QUELLENAUSZUG:
· · ·

3. Geleistete Arbeiten im Jahr 1997
Basierend auf den eingangs erwähnten Zielen wurden die Teilprojekte A -
F definiert und mit Unterstützung verschiedener Partner aus Industrie und Hochschulen
angegangen
3.1 Teilprojekt A: Optimierung des Ladeverfahrens auf max.
Lebensdauer der Zellen
Aus einem der meistbenutzen Fahrzeuge mit einem Kilometerstand von
20'000 km wurden mehrere Zellen entnommen und in einem Lebensdauertest mit neuen Zellen
verglichen. Ein erstes Ergebnis des Lebensdauertests liegt vor und weist für den TWIKE
III Akku ein ausserordentlich gutes Ergebnis auf.

Abb. 2: Lebensdauertest mit neuen NiCd Zellen
Die Messungen wurden mit einem konstanten Lade- und Entladestrom von C/4
durchgeführt. Während die neuen Zellen eine Lebensdauer von 950 Zyklen aufwiesen,
erreichten die bereits gebrauchten Zellen nach 429 Zyklen im Fahrzeug weitere 663 Zyklen
im Labor und damit rund 2/3 der ursprünglichen Lebensdauer.

Abb. 3: Lebensdauertest mit NiCd Zellen nach 20'000 km
Eine Hochrechnung dieses Ergebnisses lässt eine Lebensdauer von ca.
1'100 Zyklen oder ca. 50'000 km vermuten. Dieses sehr positive Ergebnis übertrifft die
bei der Entwicklung erhofften 40'000 km und wird ebenfalls durch die sehr kleine
Ausfallrate bei den übrigen Fahrzeugen unterstützt. Dieses Resultat muss jedoch durch
weitere Tests im Labor und vorallem durch Erfahrungen auf der Strasse erhärtet werden.
Parallel dazu wurden durch ergänzende Untersuchungen die spezifischen
Einsatzbedingungen beim TWIKE III Fahrzeug genauer betrachtet, um basierend auf der
langjährigen Erfahrung der Firma Glur allfällige Schwachpunkte zu finden. Dabei konnte
das Ladeverfahren vorallem bei tiefen Temperaturen optimiert werden.
Diese Verbesserungen wurden in der neuen Version der TWIKE III Software
(TWK 5.10) eingebaut und den bestehenden Kunden zu
einem Unkostenbeitrag angeboten. Die neuen Fahrzeuge werden ab Werk mit dieser erweiterten
Software ausgerüstet.

· · ·

DATENZEILEN:
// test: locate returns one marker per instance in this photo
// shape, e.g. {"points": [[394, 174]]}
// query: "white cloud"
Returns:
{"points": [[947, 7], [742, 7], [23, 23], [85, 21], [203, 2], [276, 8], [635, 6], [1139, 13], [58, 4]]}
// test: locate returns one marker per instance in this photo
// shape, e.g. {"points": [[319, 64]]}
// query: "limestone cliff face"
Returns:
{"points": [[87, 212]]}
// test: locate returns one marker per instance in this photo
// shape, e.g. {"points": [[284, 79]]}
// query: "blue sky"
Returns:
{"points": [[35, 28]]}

· · ·

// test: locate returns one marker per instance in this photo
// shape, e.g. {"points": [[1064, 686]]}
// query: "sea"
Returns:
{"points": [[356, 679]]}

· · ·

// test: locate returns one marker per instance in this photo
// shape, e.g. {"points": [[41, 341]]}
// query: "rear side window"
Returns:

· · ·

AUFGABEN:
a) Zeige jede Zeile, in der das Wort "shape" vorkommt.
b) Führe den Bericht über die TWIKE-III-Akkus ab seinem letzten Satz fort.
Der Bericht über die TWIKE-III-Akkus und die Zeilen haben inhaltlich nichts miteinander zu tun.

ANTWORTEN:
a)
// shape, e.g. {"points": [[394, 174]]}
// shape, e.g. {"points": [[319, 64]]}
// shape, e.g. {"points": [[284, 79]]}
// shape, e.g. {"points": [[1064, 686]]}
// shape, e.g. {"points": [[41, 341]]}

b)
3.2 Teilprojekt B: Reduktion der Netzoberwellen und Optimierung
des Ladewirkungsgrades
3.2.1 Power Factor Corrector
Der bei der Konzeption des TWIKE Antriebs vorgesehene Power Factor
Corrector wurde implementiert. Als Nebeneffekt konnte das Ladegeräusch des TWIKE deutlich
reduziert werden. Eine Verbesserung des Oberwellengehaltes von ca. 35 % konnte damit
erzielt werden.
3.2.2 Optimierung der Normalladung

Abb. 4: Ladetechnik TWIKE III Akku
Bei der Auswertung der Messdaten unzähliger Lade- und Entladezyklen
konnte festgestellt werden, dass während der Symmetrierladung (F6) unnötig viel Energie
in den Batterien in Wärme umgesetzt wurde. Eine wichtige Ursache dafür ist die sehr gute
Qualität der eingesetzten NiCd-Zellen sowie die bisher ausgebliebenen Alterserscheinungen
der Zellen. Durch diese Verbesserung kann pro Ladung zwischen 0.4 und 0.6 kWh Energie
eingespart werden.
3.2.3 Zwischenladung mit besserem Ladewirkungsgrad
Die TWIKE Fahrer werden motiviert, ihr Fahrzeug mehrheitlich während
der Nacht zu laden, um den Bedarf von Spitzenleistung des Energieversorgungsnetzes nicht
unnötigerweise zu erhöhen. Um dem Bedürfnis gelegentlicher Zwischenladungen während
dem Tag entgegen zu kommen, wurde die Schnelladung komplett überarbeitet und auf
minimalen Energiebedarf optimiert. Mit dem Nachteil, dass die Batterien nicht in jedem
Fall vollständig geladen werden, reduziert auch diese Verbesserung den Energiebedarf um
ca. 0.7 bis 0.9 kWh pro Schnelladung. Er wird vorallem bei längeren Fahrten mit
notwendigen Zwischenladung eingesetzt und reduziert ebenfalls die hohen Zelltemperaturen
im Sommer.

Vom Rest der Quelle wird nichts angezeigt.